▶ **Quoted text**

--- begin ---

Triple-BERT: Do We Really Need MARL for Order Dispatch on Ride-Sharing Platforms?
Zijian Zhao, Sen Li
TL;DR
This work tackles real-time, large-scale order dispatch in ride-sharing by formulating a centralized single-agent reinforcement learning (SARL) approach, Triple-BERT, that leverages action decomposition and a BERT-based network to manage enormous and dynamic action and observation spaces. A two-stage training pipeline—Stage 1 MARL-inspired pre-training (IDDQN) for robust feature extraction, followed by Stage 2 centralized TD3 fine-tuning—addresses data scarcity and coordination challenges. The method introduces a QK-attention mechanism with a normalization strategy to reduce computational load and stabilize learning, and uses a policy gradient–style update to optimize a decomposed joint-action policy. On a real-world Manhattan dataset, Triple-BERT outperforms state-of-the-art MARL baselines in served orders and pickup times, while maintaining practical inference latency, illustrating scalability and potential for practical deployment in large ride-sharing platforms.
Abstract
On-demand ride-sharing platforms, such as Uber and Lyft, face the intricate real-time challenge of bundling and matching passengers-each with distinct origins and destinations-to available vehicles, all while navigating significant system uncertainties. Due to the extensive observation space arising from the large number of drivers and orders, order dispatching, though fundamentally a centralized task, is often addressed using Multi-Agent Reinforcement Learning (MARL). However, independent MARL methods fail to capture global information and exhibit poor cooperation among workers, while Centralized Training Decentralized Execution (CTDE) MARL methods suffer from the curse of dimensionality. To overcome these challenges, we propose Triple-BERT, a centralized Single Agent Reinforcement Learning (MARL) method designed specifically for large-scale order dispatching on ride-sharing platforms. Built on a variant TD3, our approach addresses the vast action space through an action decomposition strategy that breaks down the joint action probability into individual driver action probabilities. To handle the extensive observation space, we introduce a novel BERT-based network, where parameter reuse mitigates parameter growth as the number of drivers and orders increases, and the attention mechanism effectively captures the complex relationships among the large pool of driver and orders. We validate our method using a real-world ride-hailing dataset from Manhattan. Triple-BERT achieves approximately an 11.95% improvement over current state-of-the-art methods, with a 4.26% increase in served orders and a 22.25% reduction in pickup times. Our code, trained model parameters, and processed data are publicly available at the repository https://github.com/RS2002/Triple-BERT .

--- end ---

▶ **Goals**
**a.** According to the Triple-BERT text, what dataset was used to validate the method?
**b.** List every percentage figure reported in the Triple-BERT text, along with what each one measures.
The lines further down have no role in this work.

▶ **Dataset section**
--- begin ---

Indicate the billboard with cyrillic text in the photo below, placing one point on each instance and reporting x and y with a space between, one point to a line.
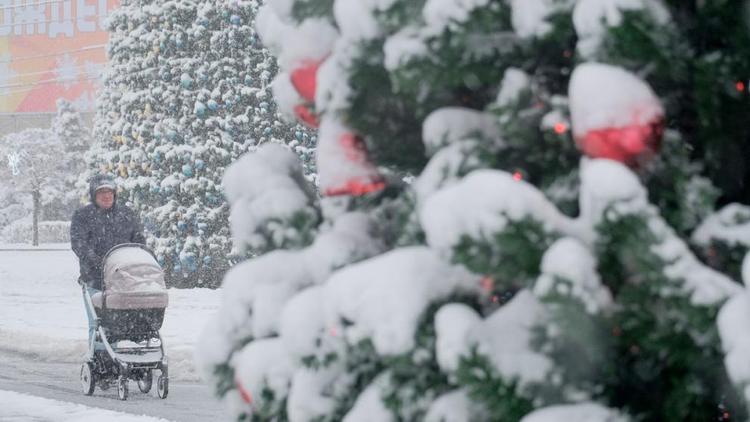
51 49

--- end ---

▶ **Complete answers**
**a.** A real-world ride-hailing dataset from Manhattan.

**b.**
- 11.95%: the approximate improvement over current state-of-the-art methods
- 4.26%: the increase in served orders
- 22.25%: the reduction in pickup times